§ INPUT DATA:
┄┄┄┄┄┄┄┄┄┄
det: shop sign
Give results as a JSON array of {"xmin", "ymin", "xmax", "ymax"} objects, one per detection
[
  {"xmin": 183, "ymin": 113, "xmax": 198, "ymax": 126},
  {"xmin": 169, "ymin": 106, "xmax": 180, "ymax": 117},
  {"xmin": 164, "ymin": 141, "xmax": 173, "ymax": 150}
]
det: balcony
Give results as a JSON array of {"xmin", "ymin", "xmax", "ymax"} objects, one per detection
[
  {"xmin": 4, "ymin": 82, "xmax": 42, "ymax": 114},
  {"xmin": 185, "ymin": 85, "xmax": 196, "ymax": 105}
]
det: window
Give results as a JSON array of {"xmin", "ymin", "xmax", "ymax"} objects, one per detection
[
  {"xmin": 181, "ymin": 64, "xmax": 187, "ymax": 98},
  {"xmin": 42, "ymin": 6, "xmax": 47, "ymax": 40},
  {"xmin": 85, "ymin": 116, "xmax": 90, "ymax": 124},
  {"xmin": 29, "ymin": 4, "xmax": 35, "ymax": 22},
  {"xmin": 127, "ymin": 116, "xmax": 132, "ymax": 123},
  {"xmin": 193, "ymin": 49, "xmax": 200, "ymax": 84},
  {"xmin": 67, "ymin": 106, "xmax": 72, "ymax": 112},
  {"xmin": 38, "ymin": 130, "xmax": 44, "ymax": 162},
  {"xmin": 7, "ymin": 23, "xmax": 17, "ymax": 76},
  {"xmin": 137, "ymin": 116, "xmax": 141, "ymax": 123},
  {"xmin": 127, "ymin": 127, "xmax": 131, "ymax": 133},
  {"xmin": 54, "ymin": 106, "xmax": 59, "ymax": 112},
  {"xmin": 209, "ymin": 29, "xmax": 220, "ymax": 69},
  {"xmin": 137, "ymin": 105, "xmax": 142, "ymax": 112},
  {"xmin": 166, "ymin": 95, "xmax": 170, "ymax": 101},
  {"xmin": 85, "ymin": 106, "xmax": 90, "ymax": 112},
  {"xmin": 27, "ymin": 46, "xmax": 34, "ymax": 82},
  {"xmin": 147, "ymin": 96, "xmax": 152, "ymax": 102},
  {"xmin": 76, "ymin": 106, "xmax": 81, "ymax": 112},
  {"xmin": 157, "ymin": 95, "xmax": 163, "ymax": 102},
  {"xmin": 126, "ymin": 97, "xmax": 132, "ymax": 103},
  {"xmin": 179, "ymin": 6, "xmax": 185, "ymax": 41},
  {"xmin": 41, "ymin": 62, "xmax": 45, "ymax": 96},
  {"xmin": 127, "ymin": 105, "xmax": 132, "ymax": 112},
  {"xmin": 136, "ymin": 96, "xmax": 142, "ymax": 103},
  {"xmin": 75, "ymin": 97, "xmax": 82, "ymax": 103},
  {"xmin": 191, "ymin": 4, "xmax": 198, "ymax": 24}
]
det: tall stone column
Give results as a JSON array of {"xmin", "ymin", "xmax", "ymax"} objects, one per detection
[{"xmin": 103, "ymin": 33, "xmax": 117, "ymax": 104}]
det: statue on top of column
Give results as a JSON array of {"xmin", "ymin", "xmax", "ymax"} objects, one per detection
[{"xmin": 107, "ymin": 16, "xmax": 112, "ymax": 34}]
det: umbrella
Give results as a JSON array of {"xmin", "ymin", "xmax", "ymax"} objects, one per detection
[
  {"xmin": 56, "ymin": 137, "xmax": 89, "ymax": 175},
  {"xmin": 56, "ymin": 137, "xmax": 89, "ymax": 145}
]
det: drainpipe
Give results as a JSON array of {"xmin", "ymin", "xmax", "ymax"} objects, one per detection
┄┄┄┄┄┄┄┄┄┄
§ TASK BRIEF: Return from the data every line that holds "column".

§ RESPONSE AREA:
det: tall stone column
det: statue on top of column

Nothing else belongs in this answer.